The task
Exactly as they appear, copy the lines of the listing from the one containing "Reviewer note: confirm that every instance of the terraced" through the final line, both included, and nothing else.

BEGIN Records for the task

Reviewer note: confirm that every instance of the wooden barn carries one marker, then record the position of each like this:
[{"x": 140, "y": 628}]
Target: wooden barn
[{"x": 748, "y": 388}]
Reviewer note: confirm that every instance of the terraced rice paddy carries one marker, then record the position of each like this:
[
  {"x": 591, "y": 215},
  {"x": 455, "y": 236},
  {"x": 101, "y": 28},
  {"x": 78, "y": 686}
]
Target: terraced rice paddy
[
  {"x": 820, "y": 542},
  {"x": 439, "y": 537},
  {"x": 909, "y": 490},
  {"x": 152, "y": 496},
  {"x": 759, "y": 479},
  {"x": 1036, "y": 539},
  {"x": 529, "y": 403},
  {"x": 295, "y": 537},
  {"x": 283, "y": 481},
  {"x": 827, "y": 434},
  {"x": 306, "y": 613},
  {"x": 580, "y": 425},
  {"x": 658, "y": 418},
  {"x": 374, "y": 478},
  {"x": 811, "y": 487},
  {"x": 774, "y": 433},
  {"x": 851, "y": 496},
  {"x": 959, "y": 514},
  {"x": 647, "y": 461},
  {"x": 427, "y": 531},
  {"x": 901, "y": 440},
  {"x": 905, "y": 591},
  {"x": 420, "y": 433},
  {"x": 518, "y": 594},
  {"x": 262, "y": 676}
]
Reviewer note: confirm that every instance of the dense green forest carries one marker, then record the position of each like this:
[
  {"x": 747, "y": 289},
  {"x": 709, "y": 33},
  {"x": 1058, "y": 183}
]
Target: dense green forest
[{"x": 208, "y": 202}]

END Records for the task

Solution to this exercise
Reviewer note: confirm that every instance of the terraced rice paddy carries one marker, then record the position of each like this:
[
  {"x": 591, "y": 215},
  {"x": 455, "y": 236},
  {"x": 101, "y": 28},
  {"x": 78, "y": 686}
]
Target: terraced rice paddy
[
  {"x": 820, "y": 542},
  {"x": 439, "y": 537},
  {"x": 909, "y": 490},
  {"x": 152, "y": 496},
  {"x": 759, "y": 479},
  {"x": 1036, "y": 539},
  {"x": 529, "y": 403},
  {"x": 295, "y": 537},
  {"x": 283, "y": 481},
  {"x": 827, "y": 434},
  {"x": 306, "y": 613},
  {"x": 580, "y": 425},
  {"x": 658, "y": 418},
  {"x": 374, "y": 478},
  {"x": 811, "y": 487},
  {"x": 774, "y": 433},
  {"x": 851, "y": 496},
  {"x": 959, "y": 514},
  {"x": 647, "y": 461},
  {"x": 427, "y": 531},
  {"x": 901, "y": 440},
  {"x": 905, "y": 591},
  {"x": 420, "y": 433},
  {"x": 518, "y": 594},
  {"x": 262, "y": 676}
]
Reviewer note: confirm that every instance of the dense green forest carries one marker, then record the position of each like this:
[
  {"x": 747, "y": 289},
  {"x": 709, "y": 33},
  {"x": 1058, "y": 183}
]
Target: dense green forest
[{"x": 208, "y": 202}]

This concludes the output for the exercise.